Request —
Could you rewrite the entries starting at the line containing "Every instance of the balloon fabric" and ending at the last line of the entries, raising every coordinate in the answer points by 62 and leaving the request lines and their sample coordinates unchanged?

Pointing dataset excerpts —
⁂

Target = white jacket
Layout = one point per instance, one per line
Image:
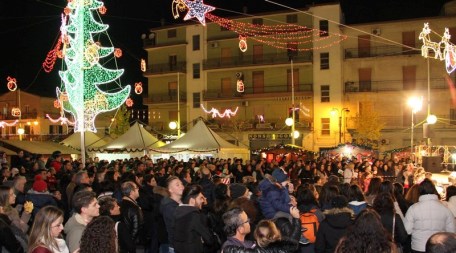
(426, 218)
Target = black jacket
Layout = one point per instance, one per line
(332, 228)
(283, 246)
(190, 230)
(131, 225)
(7, 238)
(167, 208)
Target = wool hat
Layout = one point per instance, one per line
(339, 201)
(39, 185)
(237, 190)
(279, 175)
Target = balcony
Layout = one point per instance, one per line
(392, 85)
(250, 60)
(266, 90)
(151, 43)
(164, 98)
(26, 115)
(381, 51)
(166, 68)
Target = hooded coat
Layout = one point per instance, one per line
(190, 230)
(332, 228)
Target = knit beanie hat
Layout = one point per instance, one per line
(39, 185)
(237, 190)
(279, 175)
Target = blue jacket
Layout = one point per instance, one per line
(273, 199)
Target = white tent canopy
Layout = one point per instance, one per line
(201, 139)
(135, 139)
(91, 140)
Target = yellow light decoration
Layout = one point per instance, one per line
(12, 85)
(15, 112)
(83, 73)
(62, 119)
(216, 113)
(242, 43)
(4, 123)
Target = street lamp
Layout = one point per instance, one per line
(335, 112)
(415, 104)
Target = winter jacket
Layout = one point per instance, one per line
(357, 206)
(192, 231)
(167, 209)
(273, 199)
(332, 228)
(400, 234)
(427, 217)
(282, 246)
(133, 219)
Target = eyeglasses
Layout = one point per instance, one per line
(247, 221)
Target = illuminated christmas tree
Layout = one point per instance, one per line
(80, 93)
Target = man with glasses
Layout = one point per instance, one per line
(237, 226)
(131, 225)
(191, 232)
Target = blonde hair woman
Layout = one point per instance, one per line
(45, 233)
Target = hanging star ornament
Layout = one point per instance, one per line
(197, 9)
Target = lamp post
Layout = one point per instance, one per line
(335, 111)
(415, 104)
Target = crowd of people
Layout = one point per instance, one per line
(211, 205)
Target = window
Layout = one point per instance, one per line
(324, 93)
(172, 60)
(172, 89)
(196, 42)
(292, 18)
(196, 99)
(172, 33)
(324, 28)
(365, 79)
(257, 21)
(325, 126)
(409, 77)
(196, 70)
(324, 60)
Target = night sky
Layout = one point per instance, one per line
(29, 29)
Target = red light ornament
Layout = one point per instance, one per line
(12, 85)
(138, 88)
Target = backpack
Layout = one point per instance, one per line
(310, 224)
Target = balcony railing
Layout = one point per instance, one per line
(24, 115)
(378, 51)
(219, 94)
(250, 60)
(151, 43)
(392, 85)
(164, 98)
(166, 68)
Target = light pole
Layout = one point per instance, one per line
(415, 104)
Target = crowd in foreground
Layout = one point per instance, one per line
(222, 205)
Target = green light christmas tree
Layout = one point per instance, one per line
(80, 93)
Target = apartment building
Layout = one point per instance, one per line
(191, 66)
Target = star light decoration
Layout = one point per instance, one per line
(197, 9)
(216, 113)
(84, 71)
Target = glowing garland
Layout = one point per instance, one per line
(62, 119)
(287, 36)
(4, 123)
(216, 113)
(449, 49)
(84, 73)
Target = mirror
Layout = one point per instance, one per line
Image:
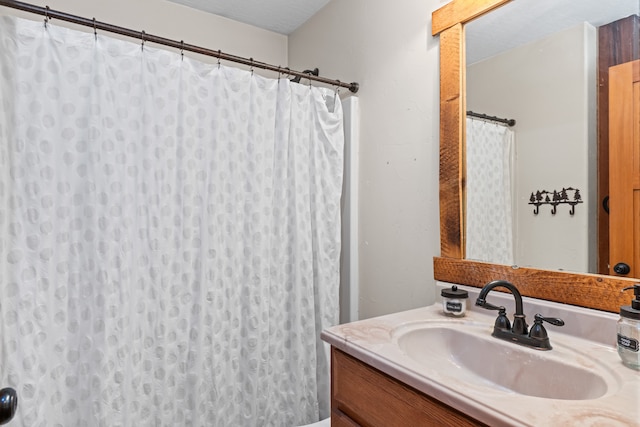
(535, 61)
(587, 290)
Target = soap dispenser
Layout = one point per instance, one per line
(629, 330)
(454, 301)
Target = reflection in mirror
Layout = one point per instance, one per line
(536, 61)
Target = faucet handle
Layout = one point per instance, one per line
(539, 318)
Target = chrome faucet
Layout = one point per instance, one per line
(536, 338)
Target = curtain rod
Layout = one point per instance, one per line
(508, 122)
(97, 25)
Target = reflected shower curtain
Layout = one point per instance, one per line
(169, 246)
(489, 192)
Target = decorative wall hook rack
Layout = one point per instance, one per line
(555, 198)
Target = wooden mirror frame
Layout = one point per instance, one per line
(586, 290)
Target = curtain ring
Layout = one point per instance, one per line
(46, 16)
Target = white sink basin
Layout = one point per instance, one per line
(466, 352)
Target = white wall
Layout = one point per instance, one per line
(548, 87)
(387, 47)
(172, 21)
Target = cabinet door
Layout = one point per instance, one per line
(624, 169)
(364, 396)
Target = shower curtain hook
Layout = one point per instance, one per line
(46, 16)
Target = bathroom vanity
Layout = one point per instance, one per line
(422, 368)
(358, 389)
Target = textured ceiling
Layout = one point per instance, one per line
(523, 21)
(281, 16)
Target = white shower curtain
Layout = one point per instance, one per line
(489, 222)
(169, 246)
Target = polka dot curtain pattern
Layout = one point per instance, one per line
(169, 236)
(489, 188)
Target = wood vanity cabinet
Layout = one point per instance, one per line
(363, 396)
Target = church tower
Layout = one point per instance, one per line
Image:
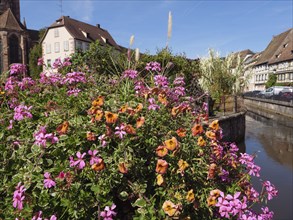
(13, 5)
(15, 38)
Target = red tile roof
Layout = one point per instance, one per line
(8, 21)
(280, 49)
(78, 28)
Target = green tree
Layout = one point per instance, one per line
(271, 81)
(34, 55)
(221, 76)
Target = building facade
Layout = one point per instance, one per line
(15, 38)
(67, 36)
(276, 59)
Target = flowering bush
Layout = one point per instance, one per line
(128, 148)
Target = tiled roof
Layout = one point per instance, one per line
(8, 21)
(280, 49)
(85, 32)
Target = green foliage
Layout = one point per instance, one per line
(221, 76)
(271, 81)
(177, 64)
(99, 59)
(34, 55)
(164, 165)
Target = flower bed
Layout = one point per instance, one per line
(82, 146)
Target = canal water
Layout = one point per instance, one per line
(273, 143)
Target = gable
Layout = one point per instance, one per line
(8, 21)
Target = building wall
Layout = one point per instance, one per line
(58, 43)
(54, 37)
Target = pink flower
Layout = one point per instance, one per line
(10, 125)
(48, 182)
(79, 162)
(120, 131)
(18, 196)
(17, 68)
(41, 137)
(108, 212)
(21, 112)
(94, 158)
(41, 61)
(73, 92)
(132, 74)
(61, 175)
(271, 190)
(153, 66)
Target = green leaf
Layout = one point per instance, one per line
(123, 195)
(1, 135)
(140, 202)
(95, 188)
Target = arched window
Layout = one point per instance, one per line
(14, 50)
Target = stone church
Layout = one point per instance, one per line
(15, 39)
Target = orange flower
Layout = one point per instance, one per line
(140, 122)
(169, 208)
(190, 196)
(99, 115)
(98, 102)
(171, 144)
(182, 165)
(201, 142)
(214, 194)
(197, 129)
(211, 135)
(161, 151)
(129, 129)
(175, 111)
(111, 118)
(162, 99)
(63, 128)
(214, 125)
(181, 132)
(90, 136)
(138, 107)
(99, 166)
(93, 110)
(162, 166)
(160, 179)
(122, 168)
(212, 170)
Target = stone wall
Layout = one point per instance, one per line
(233, 126)
(270, 108)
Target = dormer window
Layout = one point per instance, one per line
(104, 39)
(56, 33)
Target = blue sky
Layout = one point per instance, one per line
(226, 26)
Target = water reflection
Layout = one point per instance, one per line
(276, 139)
(272, 142)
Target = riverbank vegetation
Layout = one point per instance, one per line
(134, 144)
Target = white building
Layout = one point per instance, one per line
(67, 36)
(276, 59)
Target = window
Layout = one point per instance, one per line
(78, 45)
(66, 45)
(48, 48)
(56, 33)
(49, 62)
(57, 47)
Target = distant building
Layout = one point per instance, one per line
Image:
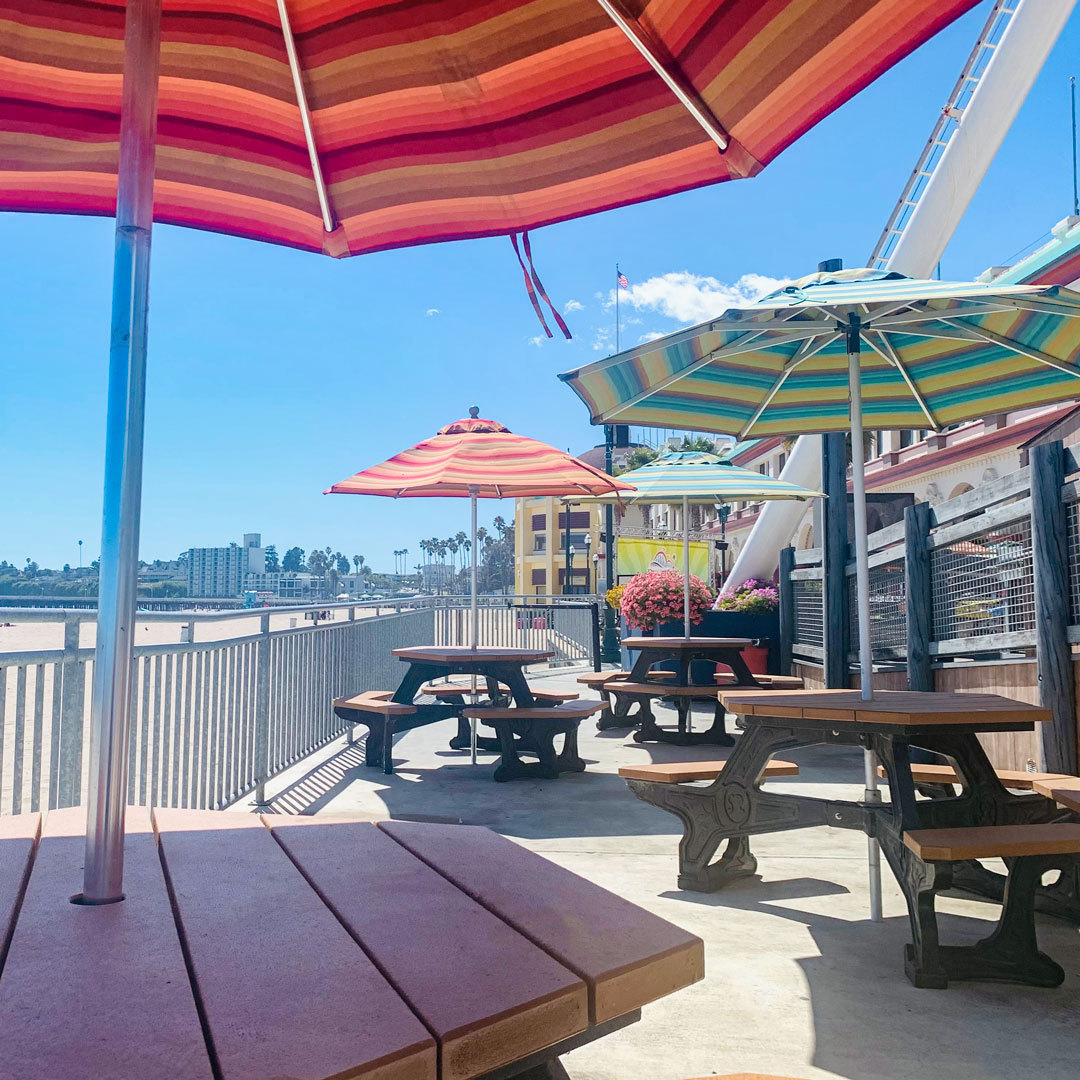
(285, 584)
(221, 571)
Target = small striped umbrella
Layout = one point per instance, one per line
(840, 348)
(690, 477)
(478, 459)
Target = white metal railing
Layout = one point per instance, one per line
(224, 700)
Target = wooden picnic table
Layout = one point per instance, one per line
(684, 650)
(251, 947)
(734, 808)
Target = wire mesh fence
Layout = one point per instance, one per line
(984, 585)
(809, 612)
(1072, 539)
(888, 604)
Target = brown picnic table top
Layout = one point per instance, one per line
(255, 946)
(678, 644)
(464, 655)
(898, 707)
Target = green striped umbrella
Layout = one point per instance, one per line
(694, 476)
(838, 348)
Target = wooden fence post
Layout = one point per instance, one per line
(834, 471)
(786, 609)
(919, 595)
(1051, 562)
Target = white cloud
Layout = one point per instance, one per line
(691, 298)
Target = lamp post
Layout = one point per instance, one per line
(609, 650)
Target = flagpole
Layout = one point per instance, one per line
(617, 307)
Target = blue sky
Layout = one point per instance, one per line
(275, 373)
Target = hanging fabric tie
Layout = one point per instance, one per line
(534, 285)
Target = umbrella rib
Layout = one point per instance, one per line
(1017, 347)
(746, 343)
(806, 350)
(301, 99)
(675, 82)
(886, 349)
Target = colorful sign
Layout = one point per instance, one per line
(634, 555)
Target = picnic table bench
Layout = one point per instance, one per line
(254, 946)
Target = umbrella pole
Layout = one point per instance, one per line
(686, 567)
(863, 594)
(118, 580)
(474, 633)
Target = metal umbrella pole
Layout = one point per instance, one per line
(863, 593)
(474, 636)
(686, 567)
(118, 578)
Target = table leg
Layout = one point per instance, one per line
(733, 808)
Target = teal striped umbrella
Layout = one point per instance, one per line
(694, 477)
(840, 348)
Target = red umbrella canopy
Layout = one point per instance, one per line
(352, 125)
(478, 457)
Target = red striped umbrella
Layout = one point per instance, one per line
(478, 459)
(352, 125)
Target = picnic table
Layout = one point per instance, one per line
(306, 947)
(684, 650)
(734, 808)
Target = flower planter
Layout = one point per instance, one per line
(760, 660)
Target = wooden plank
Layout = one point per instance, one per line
(786, 595)
(489, 996)
(680, 772)
(97, 991)
(285, 989)
(1016, 779)
(889, 706)
(682, 644)
(994, 841)
(1050, 558)
(625, 955)
(1063, 790)
(919, 589)
(578, 709)
(18, 834)
(458, 655)
(986, 495)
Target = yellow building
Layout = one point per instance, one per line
(540, 544)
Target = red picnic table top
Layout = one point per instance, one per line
(251, 947)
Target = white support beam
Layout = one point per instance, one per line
(329, 224)
(686, 94)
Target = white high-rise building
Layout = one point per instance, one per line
(220, 571)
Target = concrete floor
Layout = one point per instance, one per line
(798, 982)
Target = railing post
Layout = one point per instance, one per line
(262, 711)
(918, 591)
(1051, 562)
(72, 697)
(786, 609)
(834, 471)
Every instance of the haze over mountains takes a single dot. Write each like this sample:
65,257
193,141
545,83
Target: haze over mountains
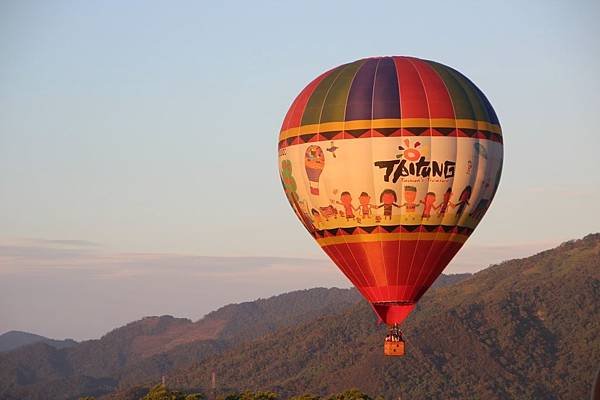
521,329
14,339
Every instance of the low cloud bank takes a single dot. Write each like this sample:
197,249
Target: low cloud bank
78,289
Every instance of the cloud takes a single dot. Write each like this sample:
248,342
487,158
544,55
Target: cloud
78,289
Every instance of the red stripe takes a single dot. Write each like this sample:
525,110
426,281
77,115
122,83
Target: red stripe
440,104
413,102
361,261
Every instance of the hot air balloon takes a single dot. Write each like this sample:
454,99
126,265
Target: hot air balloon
413,161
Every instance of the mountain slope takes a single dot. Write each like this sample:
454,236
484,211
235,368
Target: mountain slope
150,347
522,329
14,339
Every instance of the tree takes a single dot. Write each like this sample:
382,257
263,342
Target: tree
352,394
160,392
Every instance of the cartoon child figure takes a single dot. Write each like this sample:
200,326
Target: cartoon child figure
365,205
428,203
388,200
317,219
346,202
463,201
446,203
410,195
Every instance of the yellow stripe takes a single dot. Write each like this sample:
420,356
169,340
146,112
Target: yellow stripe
390,123
383,237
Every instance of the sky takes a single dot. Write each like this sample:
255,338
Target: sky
138,143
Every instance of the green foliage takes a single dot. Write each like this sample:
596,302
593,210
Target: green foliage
250,395
305,397
525,329
160,392
352,394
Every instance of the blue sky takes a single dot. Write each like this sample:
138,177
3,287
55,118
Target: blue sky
151,127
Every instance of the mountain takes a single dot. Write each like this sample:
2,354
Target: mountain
525,328
148,348
14,339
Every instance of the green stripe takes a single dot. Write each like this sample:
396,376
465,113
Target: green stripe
334,108
467,104
312,111
476,101
460,100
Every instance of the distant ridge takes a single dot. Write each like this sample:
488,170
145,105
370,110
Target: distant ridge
12,340
525,329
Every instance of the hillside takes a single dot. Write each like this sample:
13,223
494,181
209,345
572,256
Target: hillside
153,346
12,340
522,329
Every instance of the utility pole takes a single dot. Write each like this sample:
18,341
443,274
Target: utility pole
213,384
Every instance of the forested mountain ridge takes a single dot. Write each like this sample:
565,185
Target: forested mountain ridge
12,340
525,328
522,329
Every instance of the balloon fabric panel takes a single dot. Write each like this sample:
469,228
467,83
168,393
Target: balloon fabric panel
390,163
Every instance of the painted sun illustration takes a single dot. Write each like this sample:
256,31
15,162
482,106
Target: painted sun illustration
410,152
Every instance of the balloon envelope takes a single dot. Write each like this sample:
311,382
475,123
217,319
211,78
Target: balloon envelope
390,163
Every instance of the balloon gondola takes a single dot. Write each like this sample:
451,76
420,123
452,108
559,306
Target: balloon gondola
390,163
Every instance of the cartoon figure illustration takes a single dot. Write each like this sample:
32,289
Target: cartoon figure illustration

⁂

The reply —
Every instance of the balloon fabric panel takes a single dot. Write each like this sample:
469,228
467,83
168,393
Target: balloon fabric panel
452,225
Every instance of the painted sun illustration takes a single dot. Write each like this sample:
256,31
15,162
482,106
Target: painted sun illustration
472,214
Every instance of the balloon envelope takes a single dot. Write each like this sample:
311,382
475,123
217,319
211,78
Target: balloon envelope
452,225
Every instance of the balloon gondola takes a single dot. Write each like this sample:
451,76
420,123
452,108
559,306
Target: balloon gondola
452,225
Every instance of the cartoon figure illustration takes a single dot. Write each like this sample:
32,289
Target: cartoon figure illustration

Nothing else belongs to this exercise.